-- START OF Reading passage --

How All the Small Choices She s Made Over the Years Have Added Up to Something Incredible

Jerod Morris: Tell me about the moment in your career as a digital entrepreneur thus far that you’re the most proud of.

Laura Roeder: Oh man, at this point there’s a larger team. At Meet Edgar we have 24 employees. We’re all remote so we don’t have any kind of office. We meet up twice a year. For me, what’s very fulfilling is providing great jobs. For whatever reason, that’s even more inspiring to me than the work we do for our customers is getting to provide a workplace that people can really do their best work and they love showing up to every day. My greatest moment as a digital entrepreneur has happened, honestly, every time we’ve met in person because every time it’s more people.

The last one was actually in Denver and we filled a conference room, I mean a small conference room, but we filled a conference room nonetheless. We had to bring in extra chairs and it was just so moving and so amazing to me looking around the room and thinking, I’m supporting these people s families from this company that I built on the Internet. So often it just feels like this imaginary thing, like we never see any of the money, it’s all people paying us on credit cards, going through straight to our bank account. It’s really nice to have this physical representation, seeing my team in a room, saying, Wow, this is a real thing that I built.

Jerod Morris: You know, that’s so interesting, because when we get together at Rainmaker Digital, since I’ve been with the company we’ve had four or five of those meetups. It is always so powerful to get everybody in the same room. I have, of course, done it from the perspective of one of the people working for Rainmaker Digital. I can’t imagine how that must feel in your shoes or in Brian Clark’s shoes when you’re sitting there and looking at it. What you started is what led to all of this. That has to be just such a powerful moment and such a powerful realization.

Laura Roeder: It really is. It’s just amazing seeing that an idea and just that little bit of work everyday, because when you’re in it, it’s just like you’re plodding along every day a little bit more. All these small choices that you make over the years really do add up to something incredible.

Jerod Morris: Yeah, and it reminds you of your why. Why you’re doing it in the first place.

Laura Roeder: Yes.

Jerod Morris: Okay, so let’s take a quick break and when we come back I’m going to ask Laura about her most humbling moment as a digital entrepreneur. Stay with us.

-- END OF Reading passage --
-- START OF Data for the task --

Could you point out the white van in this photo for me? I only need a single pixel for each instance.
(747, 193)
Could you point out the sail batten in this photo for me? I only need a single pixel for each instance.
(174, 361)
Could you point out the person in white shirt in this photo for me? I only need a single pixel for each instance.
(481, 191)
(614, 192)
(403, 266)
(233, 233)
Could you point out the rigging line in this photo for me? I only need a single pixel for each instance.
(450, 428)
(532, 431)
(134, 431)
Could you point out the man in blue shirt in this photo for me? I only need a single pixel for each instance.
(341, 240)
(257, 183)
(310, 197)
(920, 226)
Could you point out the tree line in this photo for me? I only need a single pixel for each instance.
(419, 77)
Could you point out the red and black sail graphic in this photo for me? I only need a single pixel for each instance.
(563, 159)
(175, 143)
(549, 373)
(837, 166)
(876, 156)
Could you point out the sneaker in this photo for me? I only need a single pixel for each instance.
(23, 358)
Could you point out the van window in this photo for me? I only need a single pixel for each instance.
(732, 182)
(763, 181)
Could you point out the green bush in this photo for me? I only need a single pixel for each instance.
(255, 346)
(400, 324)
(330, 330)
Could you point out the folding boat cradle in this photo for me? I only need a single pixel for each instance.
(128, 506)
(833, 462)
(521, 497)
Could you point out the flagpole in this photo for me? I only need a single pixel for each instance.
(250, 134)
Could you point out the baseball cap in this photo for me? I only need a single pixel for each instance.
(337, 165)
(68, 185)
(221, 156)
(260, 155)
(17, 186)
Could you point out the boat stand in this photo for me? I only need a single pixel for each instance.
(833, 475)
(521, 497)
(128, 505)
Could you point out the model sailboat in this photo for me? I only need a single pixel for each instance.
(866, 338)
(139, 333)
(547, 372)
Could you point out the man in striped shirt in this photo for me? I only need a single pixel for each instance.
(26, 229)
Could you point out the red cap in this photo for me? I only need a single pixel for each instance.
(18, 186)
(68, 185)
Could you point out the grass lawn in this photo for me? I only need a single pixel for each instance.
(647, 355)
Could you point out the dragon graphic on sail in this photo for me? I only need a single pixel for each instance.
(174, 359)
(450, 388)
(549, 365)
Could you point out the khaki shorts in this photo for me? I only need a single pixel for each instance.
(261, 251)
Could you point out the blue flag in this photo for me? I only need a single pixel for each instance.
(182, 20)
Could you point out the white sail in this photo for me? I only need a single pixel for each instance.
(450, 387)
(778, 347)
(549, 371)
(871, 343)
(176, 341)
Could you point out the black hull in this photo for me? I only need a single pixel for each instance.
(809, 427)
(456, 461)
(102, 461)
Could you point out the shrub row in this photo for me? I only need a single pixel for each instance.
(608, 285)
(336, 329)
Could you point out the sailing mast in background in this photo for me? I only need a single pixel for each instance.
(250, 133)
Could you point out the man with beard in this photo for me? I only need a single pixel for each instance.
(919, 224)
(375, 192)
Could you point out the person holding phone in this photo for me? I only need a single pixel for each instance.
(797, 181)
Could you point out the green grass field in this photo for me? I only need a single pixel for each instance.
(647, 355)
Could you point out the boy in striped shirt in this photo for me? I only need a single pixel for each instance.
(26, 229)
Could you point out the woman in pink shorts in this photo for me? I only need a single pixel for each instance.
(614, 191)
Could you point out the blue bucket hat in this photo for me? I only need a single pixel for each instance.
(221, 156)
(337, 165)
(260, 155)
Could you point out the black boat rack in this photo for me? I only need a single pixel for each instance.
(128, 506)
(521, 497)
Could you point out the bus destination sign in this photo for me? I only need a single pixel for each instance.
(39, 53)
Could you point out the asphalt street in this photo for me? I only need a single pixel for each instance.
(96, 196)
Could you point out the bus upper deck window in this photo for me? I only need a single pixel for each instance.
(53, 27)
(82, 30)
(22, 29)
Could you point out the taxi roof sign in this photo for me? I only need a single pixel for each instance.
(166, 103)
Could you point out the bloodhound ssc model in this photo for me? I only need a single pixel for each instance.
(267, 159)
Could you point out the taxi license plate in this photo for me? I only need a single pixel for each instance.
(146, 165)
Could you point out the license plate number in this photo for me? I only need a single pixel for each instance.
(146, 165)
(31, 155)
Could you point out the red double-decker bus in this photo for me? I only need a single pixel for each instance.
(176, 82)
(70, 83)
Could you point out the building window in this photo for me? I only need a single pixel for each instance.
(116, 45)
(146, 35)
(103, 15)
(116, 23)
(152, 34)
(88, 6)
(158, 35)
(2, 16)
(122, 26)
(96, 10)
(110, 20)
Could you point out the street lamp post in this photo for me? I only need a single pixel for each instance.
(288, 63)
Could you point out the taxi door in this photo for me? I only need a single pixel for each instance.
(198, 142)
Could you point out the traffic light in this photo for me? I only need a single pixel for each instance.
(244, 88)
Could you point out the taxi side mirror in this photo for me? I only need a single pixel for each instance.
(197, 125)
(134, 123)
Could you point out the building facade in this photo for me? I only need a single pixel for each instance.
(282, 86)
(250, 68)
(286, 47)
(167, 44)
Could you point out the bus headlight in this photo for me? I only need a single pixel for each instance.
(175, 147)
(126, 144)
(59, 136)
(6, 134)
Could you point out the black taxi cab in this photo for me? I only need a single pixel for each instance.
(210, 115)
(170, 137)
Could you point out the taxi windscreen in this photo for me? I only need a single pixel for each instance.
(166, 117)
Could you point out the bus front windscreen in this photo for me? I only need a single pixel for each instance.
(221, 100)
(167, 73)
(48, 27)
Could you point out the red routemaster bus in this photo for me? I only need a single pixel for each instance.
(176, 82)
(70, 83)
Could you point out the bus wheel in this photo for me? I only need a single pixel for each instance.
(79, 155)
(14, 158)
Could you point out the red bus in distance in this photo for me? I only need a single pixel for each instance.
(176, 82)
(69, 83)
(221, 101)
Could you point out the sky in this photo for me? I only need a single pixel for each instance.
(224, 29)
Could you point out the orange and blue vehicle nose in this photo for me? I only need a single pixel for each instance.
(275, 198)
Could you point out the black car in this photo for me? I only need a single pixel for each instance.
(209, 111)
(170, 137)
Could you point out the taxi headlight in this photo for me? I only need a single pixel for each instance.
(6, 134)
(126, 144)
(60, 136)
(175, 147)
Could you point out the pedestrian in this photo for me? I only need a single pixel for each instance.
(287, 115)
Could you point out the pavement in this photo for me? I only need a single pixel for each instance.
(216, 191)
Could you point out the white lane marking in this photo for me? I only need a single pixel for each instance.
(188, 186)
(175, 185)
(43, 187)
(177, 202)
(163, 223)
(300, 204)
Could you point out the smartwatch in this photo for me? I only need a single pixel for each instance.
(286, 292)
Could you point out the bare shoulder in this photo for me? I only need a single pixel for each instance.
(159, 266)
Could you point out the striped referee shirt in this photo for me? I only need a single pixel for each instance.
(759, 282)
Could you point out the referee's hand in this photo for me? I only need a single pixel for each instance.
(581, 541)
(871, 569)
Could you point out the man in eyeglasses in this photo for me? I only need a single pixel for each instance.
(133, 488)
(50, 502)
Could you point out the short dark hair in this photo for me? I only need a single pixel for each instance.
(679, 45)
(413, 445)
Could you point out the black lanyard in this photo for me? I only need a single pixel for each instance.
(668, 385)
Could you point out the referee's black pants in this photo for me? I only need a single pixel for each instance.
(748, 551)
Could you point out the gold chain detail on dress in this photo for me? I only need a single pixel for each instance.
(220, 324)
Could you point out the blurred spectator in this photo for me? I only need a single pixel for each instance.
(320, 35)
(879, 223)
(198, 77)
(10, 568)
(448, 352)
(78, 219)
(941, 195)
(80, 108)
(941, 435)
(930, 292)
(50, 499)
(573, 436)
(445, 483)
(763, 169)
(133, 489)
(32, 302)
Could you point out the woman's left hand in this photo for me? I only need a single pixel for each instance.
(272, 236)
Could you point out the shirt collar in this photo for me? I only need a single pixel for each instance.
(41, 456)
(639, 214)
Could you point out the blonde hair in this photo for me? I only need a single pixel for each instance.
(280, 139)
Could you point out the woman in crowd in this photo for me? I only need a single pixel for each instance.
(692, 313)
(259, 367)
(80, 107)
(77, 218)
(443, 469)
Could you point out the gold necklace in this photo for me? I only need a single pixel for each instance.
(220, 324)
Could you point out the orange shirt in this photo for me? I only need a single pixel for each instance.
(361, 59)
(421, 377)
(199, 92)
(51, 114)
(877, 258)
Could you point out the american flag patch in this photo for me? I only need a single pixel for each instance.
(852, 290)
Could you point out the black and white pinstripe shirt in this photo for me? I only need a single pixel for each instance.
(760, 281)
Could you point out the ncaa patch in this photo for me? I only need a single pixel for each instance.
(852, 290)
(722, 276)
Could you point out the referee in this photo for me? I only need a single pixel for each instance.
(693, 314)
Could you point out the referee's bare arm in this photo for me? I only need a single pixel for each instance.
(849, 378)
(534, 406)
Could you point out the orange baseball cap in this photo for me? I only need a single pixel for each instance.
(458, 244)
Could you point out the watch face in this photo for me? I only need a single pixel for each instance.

-- END OF Data for the task --

Work to do:
1 > Please arrange the lines of the records as a numbered list, starting at the line containing "Could you point out the american" and running through the end of the records, with blank lines omitted.
2 > Pick up the interview with Laura Roeder right after its final sentence and continue it.
The interview and the records have nothing to do with each other.

Responses by task:
1 >
1. Could you point out the american flag patch in this photo for me? I only need a single pixel for each instance.
2. (852, 290)
3. Could you point out the black and white pinstripe shirt in this photo for me? I only need a single pixel for each instance.
4. (760, 281)
5. Could you point out the ncaa patch in this photo for me? I only need a single pixel for each instance.
6. (852, 290)
7. (722, 276)
8. Could you point out the referee in this photo for me? I only need a single pixel for each instance.
9. (693, 314)
10. Could you point out the referee's bare arm in this photo for me? I only need a single pixel for each instance.
11. (849, 378)
12. (534, 406)
13. Could you point out the orange baseball cap in this photo for me? I only need a single pixel for each instance.
14. (458, 244)
15. Could you point out the watch face in this photo for me? I only need a single pixel for each instance.

2 >
As you probably know, stitching together a website that truly gives you everything you need to demonstrate your authority, connect with your audience, and earn recurring profit isn’t easy. You have to find good hosting plus security and support you can trust, which is a headache. You need a patchwork of plugins that can prove to be a nightmare at the worst possible time. You need the ability to create content types ranging from blog posts to podcasts to online courses and what about integrated landing pages, email marketing and marketing automation to deliver a truly adaptive content experience. These aren’t nice-to-have features anymore for the smart profitable digital entrepreneur, they are necessities. But you have two choices: you can piecemeal it all together, pay more in total and then cross your fingers and hope everything plays nicely together, or you can use the Rainmaker Platform.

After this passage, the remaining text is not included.